> Page extract:
--*--
The key objective is to prevent further abuse. If a priest is defrocked, he is cut loose. I can see why a diocese might wish to be rid of the problem, but say there is a priest who is defrocked because a church investigation found credible evidence of abuse, but there were no criminal proceedings. What is to prevent the abuser from applying for a job that puts him in proximity to children?
Sometimes, if the church finds the priest guilty of abuse but he refuses to cooperate with church authorities, there is no recourse but to defrock him. But by consigning him to a monastery, far from children, those authorities can make sure he is never again placed in a situation where he might abuse children. If the priest refuses to accept and abide by the terms set for his being monitored, the church's authorities will reopen the case, send it back to the doctrinal congregation, and he can be defrocked. This is akin to house arrest, and if he violates the terms, he can still be removed from the clerical state.
The issue of mercy should not be confused with the issue of prevention. An abuser who goes to confession and demonstrates contrition and firm purpose of amendment should be granted absolution, yes? Perhaps, for a variety of personal reasons, a cleric who has abused children would prefer a life of penance and prayer at a monastery. He may not want to have to find a job. He may not want to enter into the secular world. He may be truly sorry for his sins.
Whatever his reasons, the concern of the church to prevent the possibility of further abuse is better served by consignment to a monastery than by defrocking. If that is seen as "reducing" a sentence, so be it. If that is seen as leniency, so be it. If that is seen as mercy, so be it.
In the past two months, Francis has done three things that make me think he is not interested in coddling clerical abusers. First, just this month, he published comments in the introduction to a book by Daniel Pittet, a Swiss victim of clergy sex abuse, in which the pope called such abuse "a monstrosity."
Second, he appointed Cardinal Sean O'Malley, the church's cavalry on the issue, to the Congregation for the Doctrine of the Faith.
Third, in late December, he sent a letter to all the bishops of the universal church calling for zero tolerance of clergy sex abuse.
Previously, he took the step that even Benedict had not taken, establishing a process for removing bishops who were negligent in handling clergy sex abuse cases. These actions simply do not add up with the narrative emerging now.
--*--
> Data excerpts:
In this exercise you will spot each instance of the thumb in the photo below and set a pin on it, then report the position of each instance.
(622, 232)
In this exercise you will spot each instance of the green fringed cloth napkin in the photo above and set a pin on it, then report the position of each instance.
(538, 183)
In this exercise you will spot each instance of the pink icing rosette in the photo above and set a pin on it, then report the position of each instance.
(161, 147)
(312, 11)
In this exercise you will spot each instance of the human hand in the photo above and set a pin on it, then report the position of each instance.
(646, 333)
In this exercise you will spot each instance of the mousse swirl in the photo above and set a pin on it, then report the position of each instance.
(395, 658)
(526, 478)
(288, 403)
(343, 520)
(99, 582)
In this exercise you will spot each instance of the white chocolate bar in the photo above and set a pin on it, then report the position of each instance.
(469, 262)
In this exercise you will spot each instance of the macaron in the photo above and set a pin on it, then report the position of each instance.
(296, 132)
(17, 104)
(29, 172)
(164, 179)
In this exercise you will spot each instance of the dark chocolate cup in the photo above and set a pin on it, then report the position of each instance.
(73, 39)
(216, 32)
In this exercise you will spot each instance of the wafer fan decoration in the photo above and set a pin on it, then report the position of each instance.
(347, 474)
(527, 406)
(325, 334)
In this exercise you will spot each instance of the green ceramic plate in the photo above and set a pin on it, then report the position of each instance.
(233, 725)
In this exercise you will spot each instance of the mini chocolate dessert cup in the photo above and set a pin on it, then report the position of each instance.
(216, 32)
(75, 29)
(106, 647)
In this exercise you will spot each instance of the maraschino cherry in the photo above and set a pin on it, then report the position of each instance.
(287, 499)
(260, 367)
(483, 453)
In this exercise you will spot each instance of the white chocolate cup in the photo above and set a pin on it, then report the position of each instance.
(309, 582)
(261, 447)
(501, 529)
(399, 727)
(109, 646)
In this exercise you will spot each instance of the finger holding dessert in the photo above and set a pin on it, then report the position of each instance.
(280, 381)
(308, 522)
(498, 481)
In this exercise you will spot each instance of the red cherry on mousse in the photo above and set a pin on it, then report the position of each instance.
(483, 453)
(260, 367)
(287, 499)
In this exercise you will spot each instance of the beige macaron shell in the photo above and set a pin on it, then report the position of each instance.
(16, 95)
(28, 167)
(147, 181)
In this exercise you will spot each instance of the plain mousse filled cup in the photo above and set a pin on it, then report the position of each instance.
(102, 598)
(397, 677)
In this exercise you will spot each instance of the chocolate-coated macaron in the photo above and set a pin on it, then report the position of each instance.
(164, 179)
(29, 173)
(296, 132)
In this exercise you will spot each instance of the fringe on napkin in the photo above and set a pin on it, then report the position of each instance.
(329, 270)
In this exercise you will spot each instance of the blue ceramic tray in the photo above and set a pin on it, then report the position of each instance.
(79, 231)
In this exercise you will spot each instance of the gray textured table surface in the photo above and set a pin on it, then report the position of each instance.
--*--
> Parts of the exercise:
- A) Condense the paragraph of the commentary on clergy sex abuse that begins "Sometimes, if the church finds the priest guilty" into a short bulleted list that keeps its main facts.
- B) Carry the commentary on clergy sex abuse forward from its final sentence.

> Task responses:
- A)
- If the church finds a priest guilty of abuse and he refuses to cooperate with church authorities, defrocking may be the only recourse.
- Sending him to a monastery, far from children, lets authorities make sure he is never again placed where he might abuse children.
- If he refuses to accept and abide by the terms of his monitoring, the case is reopened and sent back to the doctrinal congregation, and he can be defrocked.
- The arrangement works like house arrest: violating its terms can still lead to removal from the clerical state.

- B)
Let me offer a different interpretation. First, officials at the doctrinal congregation, like officials at the State Department, get upset when the boss doesn't take their recommendation. And, as mentioned, to them the worst thing that can happen to a priest is to be defrocked. They are feeding the narrative because it justifies their original recommendation.
Second, and more dangerously, those who oppose the Holy Father for other reasons are perfectly willing to use the issue of clergy sex abuse, mindful of its explosive potential, to derail this papacy.
There is a final reason that the narrative that Francis is backsliding has legs. There is a side of us that does not want to believe that there is mercy available to the perpetrators of clergy sex abuse. We want punishment, and the more severe the punishment, the better.
I sympathize with the desire, but I am more desirous of solutions to individual cases that hold the best chance at preventing further abuse. A priest who has been defrocked can avail himself of God's mercy. A priest confined to a monastery and no public ministry can avail himself of God's mercy. God's mercy is limitless. But let's not allow God's mercy to be confused with the different issue, which is preventing further abuse.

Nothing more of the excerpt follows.